[THE PROBLEM]:
Restate, word for word, every line of the data.

Data items:
☆ ☆ ☆ ☆
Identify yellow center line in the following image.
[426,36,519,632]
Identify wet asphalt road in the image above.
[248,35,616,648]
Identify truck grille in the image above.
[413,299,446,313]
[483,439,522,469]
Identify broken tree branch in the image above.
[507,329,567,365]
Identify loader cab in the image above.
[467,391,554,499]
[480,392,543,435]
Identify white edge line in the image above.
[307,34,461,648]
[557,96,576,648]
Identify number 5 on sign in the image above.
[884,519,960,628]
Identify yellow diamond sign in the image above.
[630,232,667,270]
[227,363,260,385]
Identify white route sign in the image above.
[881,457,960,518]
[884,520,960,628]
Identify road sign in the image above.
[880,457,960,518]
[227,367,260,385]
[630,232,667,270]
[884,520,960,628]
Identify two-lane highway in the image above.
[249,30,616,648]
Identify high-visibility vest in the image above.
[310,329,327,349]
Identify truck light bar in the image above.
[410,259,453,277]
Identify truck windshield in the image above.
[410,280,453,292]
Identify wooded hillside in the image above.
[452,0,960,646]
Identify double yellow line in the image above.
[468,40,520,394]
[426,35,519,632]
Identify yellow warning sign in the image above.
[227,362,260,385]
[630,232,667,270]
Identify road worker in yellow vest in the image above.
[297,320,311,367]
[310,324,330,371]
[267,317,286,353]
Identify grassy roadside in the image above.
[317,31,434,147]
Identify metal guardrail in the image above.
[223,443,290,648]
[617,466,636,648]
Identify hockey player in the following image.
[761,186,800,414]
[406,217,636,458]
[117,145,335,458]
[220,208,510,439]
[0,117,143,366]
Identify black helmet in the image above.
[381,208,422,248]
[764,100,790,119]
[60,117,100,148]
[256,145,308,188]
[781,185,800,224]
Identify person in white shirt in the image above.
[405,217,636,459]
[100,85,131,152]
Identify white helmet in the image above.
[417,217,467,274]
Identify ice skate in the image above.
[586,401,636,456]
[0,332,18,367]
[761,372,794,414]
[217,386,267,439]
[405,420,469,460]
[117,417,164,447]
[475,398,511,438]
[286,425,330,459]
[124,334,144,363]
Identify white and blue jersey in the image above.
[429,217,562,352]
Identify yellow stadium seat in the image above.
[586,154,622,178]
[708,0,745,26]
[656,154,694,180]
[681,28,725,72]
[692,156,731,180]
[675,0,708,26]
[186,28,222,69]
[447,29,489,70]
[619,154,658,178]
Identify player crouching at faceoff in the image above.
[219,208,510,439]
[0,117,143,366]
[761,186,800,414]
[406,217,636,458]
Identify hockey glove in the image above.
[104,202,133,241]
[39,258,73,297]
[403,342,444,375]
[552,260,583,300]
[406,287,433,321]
☆ ☆ ☆ ☆
[RESULT OF THE TASK]:
Identify yellow center line in the following image.
[426,36,519,632]
Identify wet asphalt road in the image above.
[248,35,616,648]
Identify truck grille in the image above.
[413,299,446,313]
[483,439,522,469]
Identify broken tree branch in the image above.
[507,329,567,365]
Identify loader cab in the image above.
[467,391,554,499]
[480,392,543,435]
Identify white edge line in the image above.
[307,34,461,648]
[557,96,576,648]
Identify number 5 on sign in the image above.
[884,519,960,628]
Identify yellow diamond sign in the image above.
[630,232,667,270]
[227,363,260,385]
Identify white route sign in the image above.
[881,457,960,518]
[884,520,960,628]
Identify road sign in the image above.
[880,457,960,518]
[227,367,260,385]
[630,232,667,270]
[884,520,960,628]
Identify two-lane highway in the image above.
[249,30,616,648]
Identify high-visibility vest in the image above.
[310,329,327,349]
Identify truck light bar in the image above.
[410,259,453,277]
Identify truck windshield in the image above.
[410,280,453,292]
Identify wooded hillside in the image above.
[452,0,960,646]
Identify double yellow line in the image above.
[468,40,520,394]
[426,35,519,632]
Identify yellow warning sign in the image above.
[227,362,260,385]
[630,232,667,270]
Identify road worker in yellow vest in the image above.
[297,320,311,367]
[310,324,330,371]
[267,317,286,353]
Identify grassy roadside in the image above.
[317,31,434,147]
Identify metal guardrail in the image above.
[223,443,290,648]
[617,466,636,648]
Identify hockey player in the following image.
[761,186,800,414]
[406,217,636,458]
[117,145,335,458]
[220,208,510,439]
[0,117,143,366]
Identify black helmet in the image above.
[381,208,422,248]
[764,100,790,119]
[60,117,100,148]
[256,145,308,188]
[781,185,800,224]
Identify person in white shirt in the image above.
[405,217,636,459]
[100,85,131,152]
Identify white helmet in the image above.
[417,217,467,274]
Identify ice skate in the image above.
[586,401,636,456]
[0,332,18,367]
[761,372,794,414]
[217,386,267,439]
[405,420,469,460]
[117,417,164,447]
[475,398,511,438]
[286,425,330,459]
[124,334,144,363]
Identify white and blue jersey in the image above.
[429,217,562,352]
Identify yellow stadium seat in the image above.
[586,154,622,178]
[708,0,745,26]
[656,154,694,180]
[681,28,725,72]
[692,156,731,180]
[675,0,708,26]
[186,28,222,69]
[447,29,489,70]
[619,154,658,178]
Identify player crouching at faceoff in the image above.
[219,208,510,439]
[0,117,143,366]
[761,186,800,414]
[406,217,636,458]
Identify hockey glove in the image above.
[104,202,133,241]
[39,258,73,297]
[403,342,444,375]
[552,260,583,300]
[406,287,433,321]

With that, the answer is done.